Segment Start: Excerpted text

Choosing the value for b is an important design decision, affecting the number of different queue lengths that can be distinguished. If the size of the input queues is large, or if the gate count is to be minimized, it may be required that  $2^b < L_{max}$ . Two possible modifications to the algorithm in this case are: (1) if the occupancy  $L_{i,j}(t) \ge 2^b$ , issue a request of size  $2^b$ ; or (2) if the maximum queue size  $L_{max} = 2^b \times 2^n$ , issue a request of size  $L_{i,j}(t)/2^n$ , which is readily achieved in hardware by truncating the lowest n-bits.

It is interesting to note that although for small values of N and b the complexity of i-LQF is greater than for i-SLIP, its complexity increases more slowly with N. In Chapter 2 we found that the number of gates required to implement i-SLIP increases with  $N^4$ . i-LQF consists of 2N comparators, each comprising  $O(\log b \log N)$  gates and  $N^2$  registers each with O(b). For small b and N, the comparators will dominate the total number of gates, increasing with  $N \log N$ . With sufficiently large N, the total gate count is dominated by the registers which increase with  $N^2$ . In both cases, this increase is at a slower rate than for i-SLIP.

Segment End: Excerpted text
Segment Start: Entries provided

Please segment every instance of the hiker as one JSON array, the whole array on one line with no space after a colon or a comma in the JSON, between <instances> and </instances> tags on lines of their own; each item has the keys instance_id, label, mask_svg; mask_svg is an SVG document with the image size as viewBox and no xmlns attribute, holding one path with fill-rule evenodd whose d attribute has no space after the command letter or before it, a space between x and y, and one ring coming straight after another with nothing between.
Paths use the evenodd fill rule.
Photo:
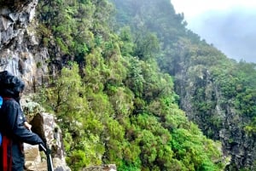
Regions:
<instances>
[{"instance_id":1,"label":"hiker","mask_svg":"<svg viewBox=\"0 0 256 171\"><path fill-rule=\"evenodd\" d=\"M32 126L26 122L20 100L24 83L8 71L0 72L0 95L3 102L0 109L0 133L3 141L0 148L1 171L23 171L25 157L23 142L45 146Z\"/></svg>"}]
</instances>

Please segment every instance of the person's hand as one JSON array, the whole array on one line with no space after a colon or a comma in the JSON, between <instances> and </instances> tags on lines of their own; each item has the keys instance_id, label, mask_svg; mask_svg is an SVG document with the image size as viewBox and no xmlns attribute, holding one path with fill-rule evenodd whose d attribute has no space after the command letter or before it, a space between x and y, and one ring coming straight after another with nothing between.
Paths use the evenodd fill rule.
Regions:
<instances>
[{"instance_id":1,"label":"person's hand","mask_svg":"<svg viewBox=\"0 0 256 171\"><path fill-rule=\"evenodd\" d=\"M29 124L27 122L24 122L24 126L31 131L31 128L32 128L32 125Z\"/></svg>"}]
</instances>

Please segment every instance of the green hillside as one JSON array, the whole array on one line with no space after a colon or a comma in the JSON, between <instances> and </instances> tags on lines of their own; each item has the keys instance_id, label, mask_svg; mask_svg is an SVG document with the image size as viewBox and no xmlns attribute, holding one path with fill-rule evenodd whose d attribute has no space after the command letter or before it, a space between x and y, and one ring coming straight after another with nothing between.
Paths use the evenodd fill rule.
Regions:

Segment End: Entries provided

Activity:
Write out the part of the i-LQF excerpt that opens with the words containing "It is interesting" and closes with "than for i-SLIP.". The material comes from a different source than the i-LQF excerpt.

Result:
It is interesting to note that although for small values of N and b the complexity of i-LQF is greater than for i-SLIP, its complexity increases more slowly with N. In Chapter 2 we found that the number of gates required to implement i-SLIP increases with  $N^4$ . i-LQF consists of 2N comparators, each comprising  $O(\log b \log N)$  gates and  $N^2$  registers each with O(b). For small b and N, the comparators will dominate the total number of gates, increasing with  $N \log N$ . With sufficiently large N, the total gate count is dominated by the registers which increase with  $N^2$ . In both cases, this increase is at a slower rate than for i-SLIP.